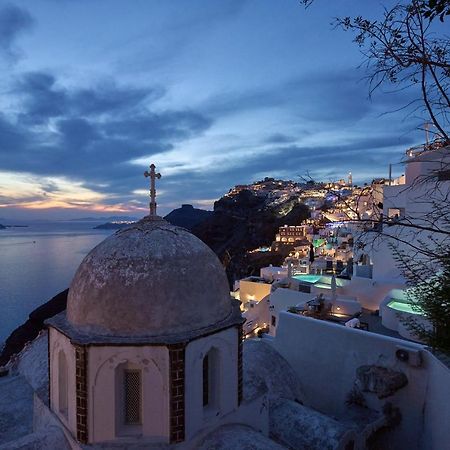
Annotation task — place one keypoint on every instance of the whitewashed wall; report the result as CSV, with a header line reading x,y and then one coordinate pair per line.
x,y
103,404
198,417
325,357
59,342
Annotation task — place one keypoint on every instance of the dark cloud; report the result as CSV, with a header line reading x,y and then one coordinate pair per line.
x,y
279,138
13,22
90,135
43,99
336,98
326,162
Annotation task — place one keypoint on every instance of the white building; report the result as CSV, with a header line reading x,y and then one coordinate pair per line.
x,y
140,355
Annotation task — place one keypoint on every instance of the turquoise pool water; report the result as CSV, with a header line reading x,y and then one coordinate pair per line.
x,y
403,307
307,278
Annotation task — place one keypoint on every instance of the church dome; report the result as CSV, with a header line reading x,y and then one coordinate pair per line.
x,y
151,279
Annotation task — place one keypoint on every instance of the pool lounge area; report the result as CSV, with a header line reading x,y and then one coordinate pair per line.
x,y
318,281
396,309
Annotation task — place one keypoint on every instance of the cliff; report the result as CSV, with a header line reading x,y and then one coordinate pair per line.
x,y
187,216
245,221
30,329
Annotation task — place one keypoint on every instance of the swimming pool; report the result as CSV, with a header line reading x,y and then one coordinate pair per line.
x,y
402,307
308,278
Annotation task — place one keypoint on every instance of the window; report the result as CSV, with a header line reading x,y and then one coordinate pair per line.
x,y
62,384
396,213
206,380
132,397
128,399
211,380
444,175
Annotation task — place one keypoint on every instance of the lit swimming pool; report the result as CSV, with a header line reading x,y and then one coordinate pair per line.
x,y
402,307
308,278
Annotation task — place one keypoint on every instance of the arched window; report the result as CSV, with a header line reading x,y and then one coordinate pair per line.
x,y
62,384
211,379
128,400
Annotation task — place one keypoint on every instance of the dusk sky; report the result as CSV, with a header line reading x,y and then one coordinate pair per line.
x,y
214,92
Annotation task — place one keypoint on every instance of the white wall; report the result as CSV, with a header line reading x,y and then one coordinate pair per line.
x,y
280,300
198,417
252,290
103,404
59,342
325,357
437,406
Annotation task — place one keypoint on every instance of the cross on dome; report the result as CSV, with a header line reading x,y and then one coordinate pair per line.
x,y
153,175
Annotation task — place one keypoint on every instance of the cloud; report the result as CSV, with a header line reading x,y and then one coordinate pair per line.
x,y
13,22
44,99
92,134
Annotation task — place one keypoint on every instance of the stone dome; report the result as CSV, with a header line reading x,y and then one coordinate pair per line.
x,y
151,279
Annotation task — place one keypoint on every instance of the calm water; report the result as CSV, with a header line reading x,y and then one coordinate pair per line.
x,y
38,262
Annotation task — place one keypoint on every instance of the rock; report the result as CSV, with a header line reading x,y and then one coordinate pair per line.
x,y
298,427
187,216
31,328
245,221
265,370
379,380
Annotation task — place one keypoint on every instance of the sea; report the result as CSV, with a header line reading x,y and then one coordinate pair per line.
x,y
39,261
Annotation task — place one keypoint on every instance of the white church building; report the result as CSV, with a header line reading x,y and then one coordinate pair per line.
x,y
142,355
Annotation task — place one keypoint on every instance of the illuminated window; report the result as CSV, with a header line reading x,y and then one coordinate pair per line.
x,y
132,397
62,384
128,392
206,380
211,380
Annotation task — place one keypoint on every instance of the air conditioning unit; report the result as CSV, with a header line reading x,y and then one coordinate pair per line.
x,y
411,356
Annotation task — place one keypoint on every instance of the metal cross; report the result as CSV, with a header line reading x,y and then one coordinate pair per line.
x,y
153,175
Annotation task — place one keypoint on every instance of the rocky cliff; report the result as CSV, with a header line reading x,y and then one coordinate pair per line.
x,y
245,221
187,216
30,329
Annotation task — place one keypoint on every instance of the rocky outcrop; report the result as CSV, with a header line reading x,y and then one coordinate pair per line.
x,y
31,328
187,216
246,221
265,370
379,380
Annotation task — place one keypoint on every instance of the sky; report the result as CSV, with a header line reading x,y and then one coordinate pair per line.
x,y
213,92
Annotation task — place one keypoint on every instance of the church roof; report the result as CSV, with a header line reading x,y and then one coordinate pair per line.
x,y
151,279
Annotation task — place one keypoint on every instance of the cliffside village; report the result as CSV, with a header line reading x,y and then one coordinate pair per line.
x,y
153,353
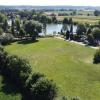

**Exercise**.
Extract the full listing above verbatim; pictures are to be left out of the copy.

**Response**.
Annotation task — place one keypoint on every instance of the whitewashed wall; report the result as CSV, with a header line reading x,y and then one coordinate pair per line.
x,y
103,404
198,417
325,357
59,342
Annotation task — place one keypoint on every instance of the dark cloud; report the result as CSV, with a header line reading x,y and then one coordinate pair per line.
x,y
279,138
13,22
90,135
43,99
336,98
326,162
Annotation task — place one keypoint on every instance of the white building; report the result as CSV, with a header line reading x,y and then one coordinate pair per line.
x,y
140,355
Annotation task — place one keypoint on every instance of the turquoise pool water; report the result as CSV, with a header line reading x,y and then one coordinate pair per line.
x,y
403,307
307,278
Annotation task — place one keypoint on every instance of the church dome; report the result as CSV, with a header line reading x,y and then one coordinate pair per line.
x,y
151,279
Annotation task — place one keypoint on every instance of the pool lounge area; report the result as CSV, with a header line reading x,y and then one coordinate pair per line.
x,y
318,281
396,309
Annotation task — place one keypoint on every instance of the cliff; report the result as CSV, with a header line reading x,y and then one coordinate pair per line.
x,y
187,216
245,221
30,329
Annotation task — place one keypoint on every instance of the swimming pool; report the result as CSV, with a header line reading x,y and then one coordinate pair per line.
x,y
402,307
308,278
Annotation task — place one keypoint on every instance of the window; report the result as CSV, with a header line reading x,y and then one coordinate pair per line.
x,y
62,384
396,213
206,380
132,397
128,399
211,380
444,175
Annotation task — place one keypoint on every instance of the lit swimming pool; report the result as CSV, with a header line reading x,y and then one coordinate pair per line.
x,y
402,307
308,278
Annotation task — place one keypoint on every instance of the arched window; report the result as CSV, with a header line reading x,y and then one coordinate pair per line.
x,y
62,384
211,379
128,400
Annotation task — place one keypoint on every instance of the dusk sky; report the result as CSV, with a header line reading x,y and then one coordinate pair per line.
x,y
214,92
Annotation task — place one keypoint on every instance of the white wall; report the result as CSV, with a header line reading x,y and then one coordinate pair per line.
x,y
280,300
198,417
252,290
103,404
59,342
325,357
437,406
Annotation task — place one keypoint on every instance of the cross on dome; report the result as CSV, with a header line reading x,y and then one coordinate pair per line.
x,y
153,175
Annotation task — place one keypoint on every instance of the cloud; report the result as CSV, with a header line reading x,y and then one coordinate pair per line.
x,y
13,22
44,99
92,134
Annotation task — place one keypoint on every instance of the stone dome; report the result as CSV, with a header line reading x,y and then one coordinate pair per line.
x,y
151,279
Annotation task — place one keypoint on every instance of the calm water; report the result as CSV, with a header line reading x,y and then one coordinate pair per line.
x,y
38,262
Annotation task — place one keypoint on every instance of the rock; report the result as CSV, with a header line reading x,y and then one coordinate pair per line.
x,y
298,427
187,216
31,328
245,221
265,370
379,380
Annotation task — place one keypoint on every instance of the sea; report the result as CSV, with a header line reading x,y and then one coordinate pair per line.
x,y
39,261
Annotation task — place one keypoint on every instance of the white church building; report the result as CSV, with a header line reading x,y and then one coordinate pair per line.
x,y
142,355
Annotation task — place one keypoint on every instance of the illuminated window; report the result as CSV, with a header line reading x,y and then one coordinate pair per line.
x,y
132,397
62,384
128,392
206,380
211,380
Annotation task — place one keypoint on every instance of the air conditioning unit; report the result as CSV, with a header line reading x,y and then one coordinate pair per line.
x,y
411,356
Annotation task — place one keypoint on every instance of the metal cross; report the result as CSV, with a header line reading x,y and then one coordinate pair per line.
x,y
153,175
Annotation task — place one keypoint on every instance of the rocky cliff; report the result as CSV, with a header line reading x,y and then one coordinate pair per line.
x,y
245,221
187,216
30,329
Annotation task — place one keypoint on every instance of the rocky outcrop; report the result as CSV, with a header line reading x,y and then one coordinate pair per line.
x,y
31,328
187,216
246,221
265,370
379,380
Annotation task — place one keypoint on every instance of the sky; report the result as CSV, with a header line reading x,y and then one coordinate pair per line.
x,y
213,92
Annotation task — place one keypoint on every instance of the church roof; report the result as CSV, with a header line reading x,y and then one coordinate pair per line.
x,y
151,279
Annotation task — place one keypoint on every instance of the cliffside village; report the result as CSV, with a header line reading x,y and then one coordinate pair per line.
x,y
153,353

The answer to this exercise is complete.